Supplied passage>
********
This is a middle of the range, soft sci-fi adventure story which covers the subject of inter-species contact but doesn’t stay long in the mind as something special. The cover design doesn’t give any clues.
The first thing I’d say is there’s a difference between a synopsis for a publisher (who does need to know it all to make an acceptance decision) and a synopsis on Goodreads, which is really an opportunity to intrigue the potential reader into buying a copy. It can pose a few unanswered questions, a cliff-hanger for example, or showcase the author’s gorgeous writing style if they have one. This synopsis seems to summarise the whole plot in a matter of fact style and saves the potential customer the trouble of reading it.
The best section of the book is the raid on the alien ship, followed by an escape and evasion sequence. There’s also this sweet idea about capturing enemies, putting them into a block of ice and dropping that on their own people from orbit. If you suspend disbelief around the heat of re-entry, this is a very cinematic idea. The main conundrum is which of the opposing alien species represents a threat to Earth and which would it be strategically sensible for the humans to side with – and this decision is kept deliberately unclear for the reader as new information and alien explanations of their actions, or promises, alter the context in several places.
The standard slips a little when a character arrives on Earth, although that should have been where the book took off because it’s an opportunity to show the problems of blending in, the culture clash and unique approaches to problems that highlight the differences between terrestrial and extra-terrestrial life, their alternative philosophies and understanding of time etc., or even set off an exchange about what the Universe is for. The best sci-fi addresses these kind of issues.
What we got instead was two alien species who look exactly the same as and can be mistaken for humans (mathematically close to impossible, as they evolved under totally separate conditions so won’t have the Earth mammal skeletal pattern [4 limbs, central spinal axis, rib cage, bipedal, head and eyes at the top] and they will not even be based on CGAT DNA and they won’t breathe the same proportions of atmospheric gasses). If an author is going to design a species or two and wants the reader to accept them as credibly alien, I think they should show how they have been shaped by the completely different stimuli in the radically different places where they evolved. Recycling the human body plan for your aliens is idle thinking. It won’t convince anyone. If a human actor was playing an alien part, they would at the very minimum put some deely boppers on.
********
Excerpted records>

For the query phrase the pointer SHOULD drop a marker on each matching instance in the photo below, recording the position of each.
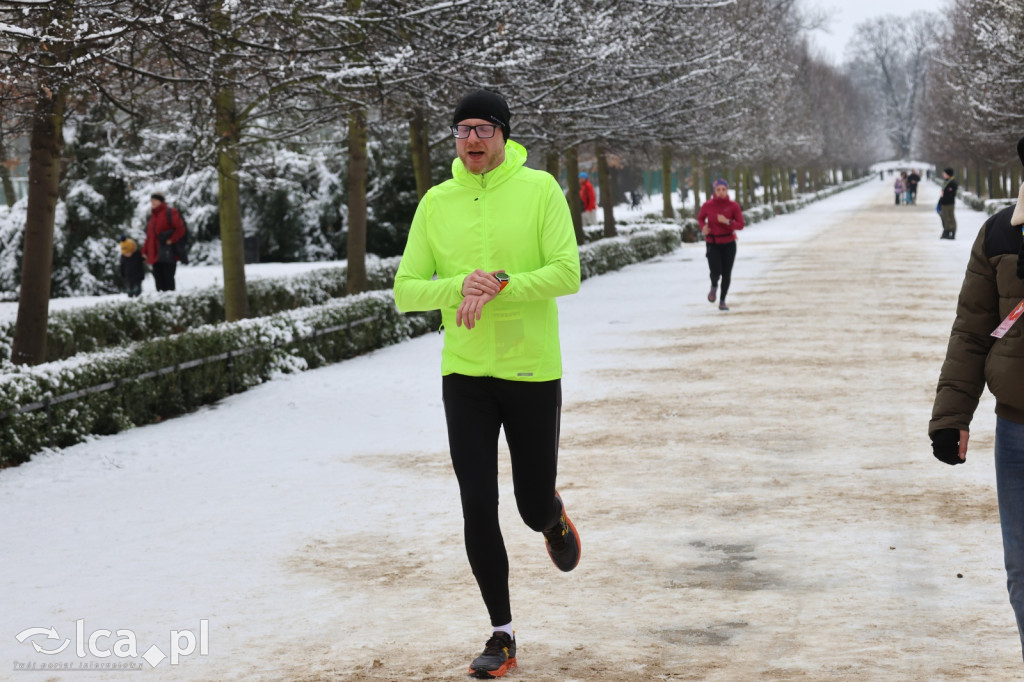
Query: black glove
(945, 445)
********
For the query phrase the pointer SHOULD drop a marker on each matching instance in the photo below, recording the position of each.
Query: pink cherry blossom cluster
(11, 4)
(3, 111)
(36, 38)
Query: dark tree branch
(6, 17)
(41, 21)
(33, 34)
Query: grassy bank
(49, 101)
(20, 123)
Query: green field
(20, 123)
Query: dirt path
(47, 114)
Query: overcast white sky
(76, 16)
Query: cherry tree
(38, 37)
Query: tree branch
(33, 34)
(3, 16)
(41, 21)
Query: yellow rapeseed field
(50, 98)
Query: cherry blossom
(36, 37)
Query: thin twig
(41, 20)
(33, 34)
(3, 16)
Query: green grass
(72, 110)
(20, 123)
********
Required action A> In the book review, which section of the book is called the best?
Required action B> Write the next part of the book review, following on from its last sentence.

Task answer A> The raid on the alien ship, followed by an escape and evasion sequence.

Task answer B>
The classic language barrier problem is instantly solved by a device which draws information from others’ minds, conveniently. The difference between this version and other stories where a device has done the same thing is that this one leaves the subject damaged.
What I viewed dimly was the padding and repetition, especially about what the brain ray does. In other words, the device is shown doing its thing, zappo, then a few pages later someone says ‘this is what the device has just done’, then the explanation of what has been done is brought up again on a few more occasions after that. All the author needed to do was show the thing in action and then we’d know the change was the result. Then drop it and move on, please. I didn’t count but there are also an extraordinary number of sentences which end in an exclamation mark, some rhetorical and some not. When there are too many, the reader becomes aware of that and anticipates the next one which spoils the flow of the story.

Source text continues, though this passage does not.